RECORDS FOR THIS EXERCISE
○ ○ ○ ○

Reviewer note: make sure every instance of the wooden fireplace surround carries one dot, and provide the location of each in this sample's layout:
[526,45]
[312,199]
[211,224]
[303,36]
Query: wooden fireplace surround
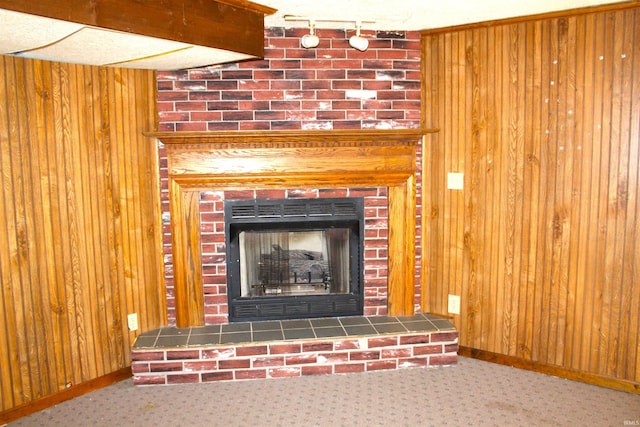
[205,161]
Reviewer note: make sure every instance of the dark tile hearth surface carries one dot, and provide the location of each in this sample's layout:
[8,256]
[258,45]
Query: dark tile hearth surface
[287,330]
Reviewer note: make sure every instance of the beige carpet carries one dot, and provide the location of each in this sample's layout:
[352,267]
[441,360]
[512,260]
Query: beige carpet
[470,393]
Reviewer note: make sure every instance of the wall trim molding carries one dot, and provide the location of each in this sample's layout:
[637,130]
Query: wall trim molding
[64,395]
[557,371]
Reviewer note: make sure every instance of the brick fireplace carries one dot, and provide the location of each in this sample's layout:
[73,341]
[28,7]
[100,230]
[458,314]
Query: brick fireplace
[209,166]
[214,166]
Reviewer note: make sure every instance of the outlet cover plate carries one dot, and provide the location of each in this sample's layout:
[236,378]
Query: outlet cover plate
[454,304]
[132,320]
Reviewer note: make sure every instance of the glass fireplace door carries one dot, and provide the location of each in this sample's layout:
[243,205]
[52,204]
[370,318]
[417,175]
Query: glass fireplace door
[289,263]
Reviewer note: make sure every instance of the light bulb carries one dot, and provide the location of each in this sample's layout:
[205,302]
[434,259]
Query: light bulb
[359,43]
[309,40]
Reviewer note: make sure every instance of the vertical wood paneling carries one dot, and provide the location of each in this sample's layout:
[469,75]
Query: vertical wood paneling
[79,238]
[543,117]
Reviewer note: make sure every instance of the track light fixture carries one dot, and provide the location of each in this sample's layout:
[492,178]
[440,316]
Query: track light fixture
[358,42]
[310,40]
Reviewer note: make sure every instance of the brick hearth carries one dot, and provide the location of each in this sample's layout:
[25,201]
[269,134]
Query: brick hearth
[292,348]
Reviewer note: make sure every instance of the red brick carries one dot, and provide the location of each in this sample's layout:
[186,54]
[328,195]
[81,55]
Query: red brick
[382,364]
[268,361]
[415,339]
[252,350]
[317,370]
[345,368]
[183,354]
[139,368]
[346,345]
[364,355]
[217,376]
[284,348]
[219,353]
[165,367]
[333,357]
[284,372]
[444,336]
[250,374]
[317,346]
[383,341]
[149,380]
[451,348]
[183,379]
[389,353]
[234,364]
[412,362]
[300,359]
[147,355]
[427,349]
[201,365]
[450,359]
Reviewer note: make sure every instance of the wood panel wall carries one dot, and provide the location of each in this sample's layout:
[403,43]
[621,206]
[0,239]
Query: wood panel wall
[543,118]
[79,245]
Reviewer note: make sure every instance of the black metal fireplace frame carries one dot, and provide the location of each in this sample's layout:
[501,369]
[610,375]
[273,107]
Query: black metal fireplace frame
[294,215]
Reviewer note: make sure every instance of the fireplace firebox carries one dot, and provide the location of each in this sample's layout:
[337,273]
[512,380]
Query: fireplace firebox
[294,258]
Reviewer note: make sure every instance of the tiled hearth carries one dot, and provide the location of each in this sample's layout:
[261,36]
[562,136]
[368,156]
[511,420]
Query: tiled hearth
[291,348]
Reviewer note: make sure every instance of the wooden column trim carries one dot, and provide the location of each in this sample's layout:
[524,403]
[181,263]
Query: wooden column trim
[201,161]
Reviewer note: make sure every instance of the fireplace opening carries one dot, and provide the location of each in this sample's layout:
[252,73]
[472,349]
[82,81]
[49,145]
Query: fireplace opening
[294,258]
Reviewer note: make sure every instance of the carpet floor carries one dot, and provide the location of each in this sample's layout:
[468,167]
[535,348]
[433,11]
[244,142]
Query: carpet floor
[470,393]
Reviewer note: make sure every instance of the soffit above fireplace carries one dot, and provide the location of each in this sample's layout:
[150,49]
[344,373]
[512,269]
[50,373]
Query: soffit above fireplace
[134,34]
[202,161]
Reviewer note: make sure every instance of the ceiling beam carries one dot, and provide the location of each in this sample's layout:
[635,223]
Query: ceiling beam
[234,25]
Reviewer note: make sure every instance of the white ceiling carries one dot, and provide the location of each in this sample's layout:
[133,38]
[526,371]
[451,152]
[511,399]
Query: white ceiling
[409,15]
[45,38]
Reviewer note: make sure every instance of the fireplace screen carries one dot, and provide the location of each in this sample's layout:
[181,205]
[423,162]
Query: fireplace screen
[294,258]
[294,262]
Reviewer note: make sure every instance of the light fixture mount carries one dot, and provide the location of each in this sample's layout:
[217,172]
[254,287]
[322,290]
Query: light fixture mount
[310,40]
[358,42]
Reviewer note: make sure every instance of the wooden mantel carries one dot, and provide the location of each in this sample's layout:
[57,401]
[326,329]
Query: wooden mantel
[201,161]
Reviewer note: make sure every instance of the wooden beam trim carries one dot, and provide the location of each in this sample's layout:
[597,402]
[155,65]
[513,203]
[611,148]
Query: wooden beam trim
[215,24]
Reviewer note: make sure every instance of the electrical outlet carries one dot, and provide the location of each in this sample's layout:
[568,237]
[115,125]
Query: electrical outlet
[455,181]
[132,320]
[454,304]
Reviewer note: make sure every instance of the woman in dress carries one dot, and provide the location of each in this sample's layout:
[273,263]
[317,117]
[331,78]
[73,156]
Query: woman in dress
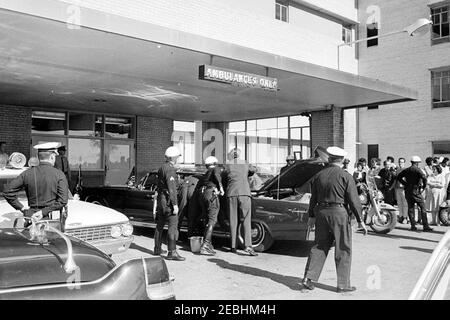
[435,183]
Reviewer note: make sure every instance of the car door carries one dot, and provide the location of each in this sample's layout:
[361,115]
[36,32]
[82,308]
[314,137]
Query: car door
[140,204]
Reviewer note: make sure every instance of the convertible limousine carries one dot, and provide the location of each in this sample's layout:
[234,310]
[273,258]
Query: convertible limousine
[279,207]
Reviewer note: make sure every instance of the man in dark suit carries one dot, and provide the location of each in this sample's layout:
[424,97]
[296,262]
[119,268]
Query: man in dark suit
[333,190]
[46,187]
[62,163]
[239,198]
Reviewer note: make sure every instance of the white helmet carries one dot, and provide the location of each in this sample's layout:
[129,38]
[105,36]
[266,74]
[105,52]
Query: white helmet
[416,159]
[211,160]
[172,152]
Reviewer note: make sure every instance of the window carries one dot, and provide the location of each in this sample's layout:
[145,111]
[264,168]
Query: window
[88,138]
[440,83]
[282,11]
[85,152]
[266,142]
[86,125]
[119,128]
[346,34]
[372,151]
[43,122]
[372,31]
[441,148]
[439,16]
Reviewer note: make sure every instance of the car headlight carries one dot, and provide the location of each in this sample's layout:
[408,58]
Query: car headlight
[380,196]
[116,231]
[127,229]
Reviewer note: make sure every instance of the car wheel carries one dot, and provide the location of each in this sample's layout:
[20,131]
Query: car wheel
[444,216]
[97,201]
[262,240]
[386,223]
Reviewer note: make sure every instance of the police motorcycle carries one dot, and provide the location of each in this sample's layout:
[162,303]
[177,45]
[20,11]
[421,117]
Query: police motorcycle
[380,216]
[444,213]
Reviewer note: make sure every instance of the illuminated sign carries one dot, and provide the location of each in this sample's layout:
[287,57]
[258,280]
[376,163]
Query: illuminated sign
[237,78]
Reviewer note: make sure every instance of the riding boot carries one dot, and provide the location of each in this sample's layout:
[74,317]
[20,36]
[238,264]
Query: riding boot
[174,255]
[158,242]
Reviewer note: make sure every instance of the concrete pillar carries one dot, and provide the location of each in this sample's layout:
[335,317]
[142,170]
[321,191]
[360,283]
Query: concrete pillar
[210,140]
[327,128]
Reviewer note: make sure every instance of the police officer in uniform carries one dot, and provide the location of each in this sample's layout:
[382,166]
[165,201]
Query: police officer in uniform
[332,190]
[210,189]
[167,205]
[239,200]
[415,182]
[45,186]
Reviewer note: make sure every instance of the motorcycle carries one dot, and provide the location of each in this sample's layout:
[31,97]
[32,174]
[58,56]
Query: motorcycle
[444,213]
[380,216]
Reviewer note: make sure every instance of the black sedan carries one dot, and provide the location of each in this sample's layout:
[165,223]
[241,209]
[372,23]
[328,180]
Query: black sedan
[43,263]
[279,207]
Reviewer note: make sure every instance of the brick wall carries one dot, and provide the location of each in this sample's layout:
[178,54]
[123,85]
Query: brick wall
[153,137]
[327,128]
[404,129]
[15,128]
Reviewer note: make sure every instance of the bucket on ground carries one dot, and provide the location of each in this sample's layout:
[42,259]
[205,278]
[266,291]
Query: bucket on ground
[196,243]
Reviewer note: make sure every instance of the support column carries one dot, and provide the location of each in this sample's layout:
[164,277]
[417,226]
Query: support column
[210,140]
[327,128]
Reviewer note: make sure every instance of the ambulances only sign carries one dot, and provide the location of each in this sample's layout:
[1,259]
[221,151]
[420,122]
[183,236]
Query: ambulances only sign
[237,78]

○ ○ ○ ○

TASK GOAL
Exactly and only the lines from the one containing "Reviewer note: make sure every instance of the motorcycle" through the end of the material are to be reproduced, both ends included.

SOLUTION FOR THIS PROBLEM
Reviewer note: make sure every instance of the motorcycle carries one dot, and provide the location of each in this sample's layout:
[31,97]
[32,174]
[58,56]
Query: motorcycle
[444,213]
[380,216]
Reviewer note: make sure every instance of the black sedan carries one dot, and provide the location of each in this sample's layout:
[165,223]
[241,209]
[372,23]
[328,180]
Query: black sedan
[43,263]
[279,207]
Reviewer note: make sure every instance of the brick wall carries one dot, and provide the location of each in this sample's layout:
[178,54]
[123,85]
Query: brick wall
[153,137]
[327,128]
[404,129]
[15,128]
Reviewer note: make sure every instance of the bucket on ground carries one dot, and provide the location of each in this sample's layout:
[42,259]
[205,278]
[266,291]
Query: bucket on ground
[196,243]
Reviewer note: make sure every instance of the support column carries one dot, and provide the location of each in this sample's layout:
[164,277]
[417,226]
Query: support column
[210,140]
[327,128]
Reviewer note: make sure every instance of the ambulances only sign carries one dot, and provide the location of each in this sample's layout:
[1,259]
[221,151]
[420,122]
[183,236]
Query: ambulances only sign
[237,78]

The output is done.